__What you need to do__
Put every line of the entries below into a numbered list, skipping any blank lines and leaving out the pictures.

• • •

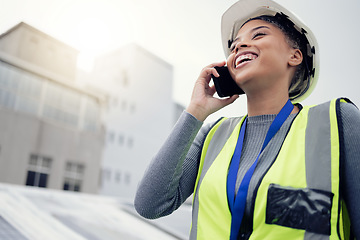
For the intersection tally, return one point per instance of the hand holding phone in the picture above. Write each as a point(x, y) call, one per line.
point(224, 84)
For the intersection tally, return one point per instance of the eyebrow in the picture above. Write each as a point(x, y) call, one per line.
point(252, 30)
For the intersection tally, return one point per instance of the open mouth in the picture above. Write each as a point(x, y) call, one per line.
point(244, 58)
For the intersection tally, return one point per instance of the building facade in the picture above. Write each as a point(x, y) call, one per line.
point(139, 115)
point(51, 132)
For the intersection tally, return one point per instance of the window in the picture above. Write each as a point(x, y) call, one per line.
point(130, 142)
point(38, 171)
point(62, 104)
point(121, 139)
point(111, 136)
point(127, 178)
point(19, 90)
point(74, 173)
point(91, 116)
point(118, 177)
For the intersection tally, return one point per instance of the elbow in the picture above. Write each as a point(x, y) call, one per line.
point(144, 207)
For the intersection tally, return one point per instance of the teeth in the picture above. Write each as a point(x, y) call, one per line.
point(241, 58)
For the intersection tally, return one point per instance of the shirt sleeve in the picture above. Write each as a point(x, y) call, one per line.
point(350, 165)
point(170, 178)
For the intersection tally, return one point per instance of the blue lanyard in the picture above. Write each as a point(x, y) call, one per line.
point(237, 205)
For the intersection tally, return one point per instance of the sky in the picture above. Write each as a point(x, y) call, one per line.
point(186, 34)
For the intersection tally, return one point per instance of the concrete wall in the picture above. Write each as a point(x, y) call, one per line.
point(139, 116)
point(23, 134)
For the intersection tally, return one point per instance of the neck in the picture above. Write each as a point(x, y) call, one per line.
point(263, 104)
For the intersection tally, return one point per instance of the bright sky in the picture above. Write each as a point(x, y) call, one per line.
point(186, 33)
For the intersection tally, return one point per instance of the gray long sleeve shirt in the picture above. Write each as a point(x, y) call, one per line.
point(170, 177)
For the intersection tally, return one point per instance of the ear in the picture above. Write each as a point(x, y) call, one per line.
point(295, 58)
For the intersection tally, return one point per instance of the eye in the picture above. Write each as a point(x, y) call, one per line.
point(258, 35)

• • •

__Task answer__
1. For the intersection tally, return one point per instance of the hand holding phone in the picture above. Write each as a point(x, y) call, one per line.
2. point(224, 84)
3. For the intersection tally, return one point per instance of the eyebrow in the picture above. Write each as a point(x, y) call, one per line.
4. point(252, 30)
5. For the intersection tally, return one point per instance of the open mouth in the picture above. Write each as a point(x, y) call, one per line.
6. point(244, 58)
7. For the intersection tally, return one point per instance of the building facade in the picture above. Write each as a point(x, y) call, one per line.
8. point(139, 115)
9. point(51, 132)
10. For the intersection tally, return one point per instance of the window in the picture above. Write each as a point(x, y) call, one per line.
11. point(130, 142)
12. point(38, 171)
13. point(62, 104)
14. point(121, 139)
15. point(111, 136)
16. point(127, 178)
17. point(19, 90)
18. point(74, 173)
19. point(91, 116)
20. point(118, 177)
21. For the intersection tally, return one point per instance of the elbow in the picture above. Write each as a point(x, y) call, one per line.
22. point(144, 207)
23. For the intersection tally, return one point per instance of the teeth in the picture above. Write each as a point(x, y) call, one per line.
24. point(241, 58)
25. For the intersection tally, return one point per instance of the shirt sleeve in the picture above. Write each as a point(x, y) call, one per line.
26. point(350, 165)
27. point(170, 178)
28. For the intersection tally, return one point per instance of the blue lanyard in the picture above. Write each as a point(x, y) call, one per line.
29. point(237, 205)
30. For the intersection tally, return one point per instance of the sky in the picture above. Write each as a point(x, y) call, one per line.
31. point(186, 34)
32. For the intersection tally, return one point per instance of the concrete wall in the picture above. Write each as a point(x, y) call, one per line.
33. point(139, 116)
34. point(23, 134)
35. For the intersection tally, return one point per instance of the neck in the picture above. Write each as a point(x, y) call, one per line.
36. point(263, 104)
37. For the intersection tally, return one point per instance of the bright sky in the picture above. Write each as a point(x, y) call, one per line.
38. point(186, 33)
39. For the intersection tally, return one point per instance of the gray long sleeve shirt in the picture above. Write each as a point(x, y) call, one per line.
40. point(170, 177)
41. For the intersection tally, return one point per instance of the ear in the picture above. Write each as a point(x, y) call, one per line.
42. point(295, 58)
43. For the intersection tally, return one point per instance of the eye in the picture above. Write each as a point(x, y) call, one per line.
44. point(258, 35)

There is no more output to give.